What you are asked to do ▸
Copy the listing below word for word, every line from the first to the last.

··········

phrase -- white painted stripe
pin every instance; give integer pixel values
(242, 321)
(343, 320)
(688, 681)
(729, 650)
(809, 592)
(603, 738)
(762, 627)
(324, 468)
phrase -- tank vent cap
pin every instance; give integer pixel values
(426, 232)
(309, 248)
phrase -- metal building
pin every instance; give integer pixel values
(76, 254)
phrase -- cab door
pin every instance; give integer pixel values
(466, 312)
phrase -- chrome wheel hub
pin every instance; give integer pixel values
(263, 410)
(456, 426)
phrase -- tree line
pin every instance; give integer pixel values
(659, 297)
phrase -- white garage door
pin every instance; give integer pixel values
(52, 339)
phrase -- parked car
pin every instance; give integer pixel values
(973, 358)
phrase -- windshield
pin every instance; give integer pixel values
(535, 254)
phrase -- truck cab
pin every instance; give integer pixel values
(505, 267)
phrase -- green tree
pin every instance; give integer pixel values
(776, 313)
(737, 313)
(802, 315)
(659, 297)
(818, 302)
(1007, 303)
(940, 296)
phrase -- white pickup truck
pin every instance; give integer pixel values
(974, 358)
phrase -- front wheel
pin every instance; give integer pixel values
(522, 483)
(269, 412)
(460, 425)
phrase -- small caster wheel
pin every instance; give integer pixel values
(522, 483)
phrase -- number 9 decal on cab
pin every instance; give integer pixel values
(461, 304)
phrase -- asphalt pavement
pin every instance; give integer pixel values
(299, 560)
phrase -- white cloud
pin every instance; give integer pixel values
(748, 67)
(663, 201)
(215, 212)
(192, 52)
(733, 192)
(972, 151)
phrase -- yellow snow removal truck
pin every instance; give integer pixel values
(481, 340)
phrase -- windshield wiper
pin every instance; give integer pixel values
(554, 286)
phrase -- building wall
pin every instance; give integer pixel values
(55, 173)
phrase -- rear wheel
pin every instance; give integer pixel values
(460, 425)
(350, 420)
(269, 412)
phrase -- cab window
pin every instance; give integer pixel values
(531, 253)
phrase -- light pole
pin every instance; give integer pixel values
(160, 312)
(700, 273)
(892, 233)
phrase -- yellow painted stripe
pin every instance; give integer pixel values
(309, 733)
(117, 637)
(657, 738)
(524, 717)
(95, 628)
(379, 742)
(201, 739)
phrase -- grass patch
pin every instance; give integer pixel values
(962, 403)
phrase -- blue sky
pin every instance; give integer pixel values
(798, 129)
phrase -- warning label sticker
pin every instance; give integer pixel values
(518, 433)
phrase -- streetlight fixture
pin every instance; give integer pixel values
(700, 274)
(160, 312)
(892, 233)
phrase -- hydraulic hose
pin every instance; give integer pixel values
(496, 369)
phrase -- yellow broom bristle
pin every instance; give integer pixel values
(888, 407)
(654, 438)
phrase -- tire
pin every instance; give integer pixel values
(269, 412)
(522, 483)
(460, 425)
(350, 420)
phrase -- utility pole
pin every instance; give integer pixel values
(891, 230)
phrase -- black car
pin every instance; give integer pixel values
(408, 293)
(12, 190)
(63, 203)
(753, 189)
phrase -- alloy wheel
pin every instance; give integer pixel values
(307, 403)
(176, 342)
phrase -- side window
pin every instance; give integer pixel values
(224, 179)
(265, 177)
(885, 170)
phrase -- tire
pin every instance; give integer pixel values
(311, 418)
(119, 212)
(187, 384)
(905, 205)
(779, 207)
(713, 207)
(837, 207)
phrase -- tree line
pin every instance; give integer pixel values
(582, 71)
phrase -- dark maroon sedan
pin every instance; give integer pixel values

··········

Solution for this exercise ▸
phrase -- white painted stripe
pin every instance; give integer pixel values
(242, 321)
(343, 320)
(688, 681)
(729, 650)
(809, 592)
(603, 738)
(762, 627)
(324, 468)
phrase -- tank vent cap
pin every instance; give integer pixel values
(426, 232)
(309, 248)
phrase -- metal building
pin every instance; give integer pixel values
(76, 254)
phrase -- cab door
pin every instance; give integer pixel values
(466, 312)
phrase -- chrome wheel hub
pin every instance; give integer pixel values
(263, 410)
(456, 426)
phrase -- tree line
pin every instance; give integer pixel values
(659, 297)
phrase -- white garage door
pin every instance; give integer pixel values
(52, 339)
phrase -- parked car
pin every instance; give integer pixel values
(973, 358)
phrase -- windshield
pin every instance; give integer pixel values
(535, 254)
phrase -- truck cab
pin every instance; give integer pixel values
(505, 267)
phrase -- green tree
pin every instance; give integer pixel values
(776, 313)
(737, 313)
(802, 315)
(659, 297)
(818, 302)
(1007, 303)
(940, 296)
phrase -- white pickup truck
pin every instance; give integer pixel values
(974, 358)
phrase -- front wheel
pin every instance; give integer pixel values
(522, 483)
(269, 412)
(460, 425)
phrase -- small caster wheel
pin every instance; give integer pixel values
(522, 483)
phrase -- number 9 decal on cab
pin every instance; give integer pixel values
(461, 304)
phrase -- asphalt pavement
pin every instance; give integer pixel values
(299, 560)
phrase -- white cloud
pin every instance; give integer pixel values
(748, 67)
(663, 201)
(215, 212)
(192, 52)
(733, 192)
(972, 151)
phrase -- yellow snow removal truck
pin every instance; give integer pixel values
(481, 340)
phrase -- windshield wiper
pin every instance; give integer pixel values
(554, 286)
phrase -- building wall
pin every instance; give integer pixel values
(55, 173)
phrase -- rear wheel
pin every instance; give integer pixel values
(460, 425)
(350, 420)
(269, 412)
phrase -- cab window
pin every instance; give integer pixel values
(531, 253)
phrase -- light pole
pin every instance; give integer pixel values
(160, 312)
(700, 273)
(892, 233)
phrase -- yellow painted stripe
pin every instance; give integer pixel values
(309, 733)
(117, 637)
(657, 738)
(524, 717)
(95, 628)
(379, 742)
(201, 739)
phrase -- grass patch
pin every instance; give integer pixel values
(962, 403)
phrase -- blue sky
pin every instance; give integer pixel values
(798, 129)
phrase -- warning label sticker
pin every instance; give integer pixel values
(518, 433)
phrase -- streetlight fixture
pin every instance; give integer pixel values
(700, 274)
(160, 312)
(892, 233)
phrase -- hydraulic hose
pin every instance; give integer pixel values
(496, 369)
phrase -- yellow broom bristle
pin every instance; give integer pixel values
(888, 407)
(654, 438)
phrase -- tire
pin every instance; give integer pixel values
(269, 412)
(522, 483)
(460, 425)
(350, 420)
phrase -- utility pole
pin every instance; give integer pixel values
(891, 230)
phrase -- black car
pin every instance; give integer pixel values
(408, 293)
(12, 190)
(63, 203)
(753, 189)
phrase -- alloy wheel
pin every instance; give integer pixel values
(307, 403)
(176, 342)
phrase -- side window
pin every instance; give integer pixel values
(224, 179)
(265, 177)
(885, 170)
phrase -- tire
pin every instance; give integer pixel values
(311, 418)
(119, 212)
(187, 384)
(905, 205)
(779, 207)
(713, 207)
(837, 207)
phrase -- tree line
pin every instance; give integer pixel values
(582, 71)
phrase -- dark maroon sedan
pin every instance; give integer pixel values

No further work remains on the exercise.